◆ GOAL: Return all of the data exactly as written, without the pictures.

>> START

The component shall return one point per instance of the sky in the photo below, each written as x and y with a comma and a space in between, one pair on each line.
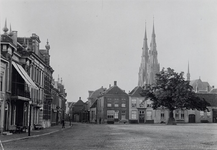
96, 42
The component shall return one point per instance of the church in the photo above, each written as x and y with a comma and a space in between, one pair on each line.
149, 63
141, 111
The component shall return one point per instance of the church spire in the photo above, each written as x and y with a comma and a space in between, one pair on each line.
145, 44
188, 74
5, 29
153, 42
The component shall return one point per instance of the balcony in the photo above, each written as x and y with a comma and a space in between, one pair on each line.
18, 90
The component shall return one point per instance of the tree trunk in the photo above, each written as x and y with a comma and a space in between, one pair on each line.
171, 120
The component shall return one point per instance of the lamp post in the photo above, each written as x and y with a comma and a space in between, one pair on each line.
30, 111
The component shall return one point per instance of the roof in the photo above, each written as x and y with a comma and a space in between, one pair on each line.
199, 85
210, 98
213, 91
136, 92
114, 90
94, 104
96, 93
79, 103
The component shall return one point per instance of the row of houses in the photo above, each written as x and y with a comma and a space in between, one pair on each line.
114, 105
27, 88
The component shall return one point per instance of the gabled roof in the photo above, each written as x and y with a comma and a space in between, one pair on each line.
96, 93
79, 103
210, 98
136, 92
199, 85
94, 104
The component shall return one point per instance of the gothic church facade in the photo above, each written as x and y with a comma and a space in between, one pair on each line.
149, 64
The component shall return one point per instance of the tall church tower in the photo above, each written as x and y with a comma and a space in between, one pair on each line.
149, 66
143, 78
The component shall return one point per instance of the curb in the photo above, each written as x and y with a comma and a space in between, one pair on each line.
28, 137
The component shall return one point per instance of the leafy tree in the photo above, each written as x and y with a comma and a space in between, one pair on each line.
173, 92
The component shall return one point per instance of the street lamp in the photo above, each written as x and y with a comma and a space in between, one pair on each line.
30, 109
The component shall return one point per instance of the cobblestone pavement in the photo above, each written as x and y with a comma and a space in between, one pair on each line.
123, 137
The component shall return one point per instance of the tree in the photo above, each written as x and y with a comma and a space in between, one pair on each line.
173, 92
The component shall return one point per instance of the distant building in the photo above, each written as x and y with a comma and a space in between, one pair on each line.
93, 95
140, 110
80, 111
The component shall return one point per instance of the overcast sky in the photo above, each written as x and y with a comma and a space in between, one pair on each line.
96, 42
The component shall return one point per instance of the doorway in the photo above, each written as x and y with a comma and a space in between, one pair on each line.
191, 118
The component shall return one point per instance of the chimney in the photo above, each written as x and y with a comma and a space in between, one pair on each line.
90, 92
14, 37
208, 88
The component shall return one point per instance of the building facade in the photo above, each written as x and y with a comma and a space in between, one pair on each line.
149, 66
112, 106
26, 83
93, 95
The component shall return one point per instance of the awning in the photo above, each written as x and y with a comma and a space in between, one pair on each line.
24, 75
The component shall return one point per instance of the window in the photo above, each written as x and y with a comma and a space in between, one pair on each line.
182, 114
123, 105
110, 114
116, 114
201, 113
162, 114
208, 114
116, 105
133, 103
149, 115
133, 113
123, 115
141, 103
177, 114
109, 105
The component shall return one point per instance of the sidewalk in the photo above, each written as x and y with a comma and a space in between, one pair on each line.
33, 133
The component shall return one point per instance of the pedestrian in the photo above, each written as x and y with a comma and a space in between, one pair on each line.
63, 123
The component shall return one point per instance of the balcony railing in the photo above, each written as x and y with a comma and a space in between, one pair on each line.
18, 90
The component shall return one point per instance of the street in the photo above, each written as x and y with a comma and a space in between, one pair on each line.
123, 137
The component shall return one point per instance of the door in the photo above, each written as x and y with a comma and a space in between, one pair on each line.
141, 116
191, 118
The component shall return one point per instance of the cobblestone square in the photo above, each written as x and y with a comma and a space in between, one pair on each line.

>> END

◆ EXERCISE RESULT:
The component shall return one point per instance of the sky in the photo below, each written as x and y with a comma and a space in between, one pair on each line.
96, 42
The component shall return one point per instance of the church in the photo above, each written as x and y with a comma and a space in between, one pair on each line.
149, 63
141, 111
The component shall return one point per instance of the church spire in the photo above, each written as x and y with a comma and a space in between, one pair on each line.
145, 44
188, 74
5, 29
153, 42
The component shall return one point per instance of the balcony in the photo above, each written as x and y with a comma and a space in between, one pair on each line.
18, 90
The component shall return one point per instance of the tree trunk in the photo above, each written as x and y with a comma and a space in between, one pair on each line.
171, 120
The component shall return one point per instance of the lamp post in the photo above, each written as x and y with a comma and a space in between, one pair on each line.
30, 111
The component shall return one point per instance of the roof in the photo above, each written as x and y with a comma and a space in between, one pair on each line.
199, 85
210, 98
213, 91
136, 92
114, 90
94, 104
96, 93
79, 103
The component shall return one point per instance of the row of houses in the photo above, each written as x and y with a comma and a space in between, one pair on each line.
114, 105
27, 88
The component shall return one point per instance of the gabled roof in the photo above, each written as x and y with a comma and a space in between, one pair on each line.
96, 93
79, 103
210, 98
136, 92
199, 85
94, 104
The component shall return one point per instance of the gothic church facade in the photo above, each written as x and y with a comma and a space in between, one pair on each line.
149, 64
The component shall return one point per instance of the tall church tower in the photo above, each written as x and y with a comma and a space in between, one pair on each line.
149, 66
143, 78
The component shall return one point per instance of the curb in the photo above, each written as x and y with a comma and a space in between, one pair on each line.
28, 137
The component shall return one point per instance of the leafy tree in the photo above, each written as x and y with a comma and a space in between, one pair on each line.
173, 92
The component shall return one point per instance of the street lamp in the photo above, each written as x and y with a comma and a space in between, one pair on each line.
30, 109
The component shall return one point per instance of the cobblestone pavement in the photo above, each written as x and y with a comma and a space in between, one pair on each line.
123, 137
The component shall return one point per instance of the tree in the photo above, each written as x and y with a comma and a space in between, one pair on each line.
173, 92
The component shall return one point per instance of the distant building in the photo above, each written as x and y with a comma and a space in between, one pair on each line.
93, 95
140, 110
80, 111
The component shall return one point per instance of the overcast sky in the photo above, each written as x and y with a comma and a space in between, one pair on each line.
96, 42
The component shall return one point per instance of the doorway in the photo above, each written as x and y with a comma and a space in between, one pair on each line.
191, 118
The component shall return one point per instance of the chimney in the photo above, each written as x and y with a comma and a space in between, one pair on each line.
90, 92
14, 37
208, 88
The component shall return one point per instance of the building facade in the photo above, each written as x and y with a comma and a space in between, one pair on each line.
149, 66
112, 106
26, 83
93, 95
The component shall return one point per instance of the awning in the photo above, each written as x and y with a comma and a space in between, one pair on each line.
24, 75
The component shall return one point per instance of the window in the photo above, each written as x and y with a comma and a space in between, one pair on each line.
182, 114
123, 105
110, 114
116, 114
201, 113
162, 114
208, 114
116, 105
133, 103
149, 115
133, 113
123, 115
141, 103
177, 114
109, 105
The component shall return one point per instance of the sidewalk in the photo above, each written as x and y with a comma and a space in between, one pair on each line.
33, 133
The component shall return one point per instance of the pedestrian in the photo above, each written as x and y with a comma and a space in between, one pair on each line.
63, 123
The component shall return one point per instance of the balcony railing in the photo above, each written as x and y with a comma and a space in between, one pair on each line.
18, 90
The component shall return one point per instance of the street in the photo above, each written as x and y with a comma and a space in between, one pair on each line.
123, 137
The component shall return one point per instance of the door in the photo above, each written as x and y with a comma and a space in between, one pair on each line.
141, 116
191, 118
The component shall return one point per instance of the cobblestone square in the photo above, each written as x and y with a comma and a space in between, one pair on each line.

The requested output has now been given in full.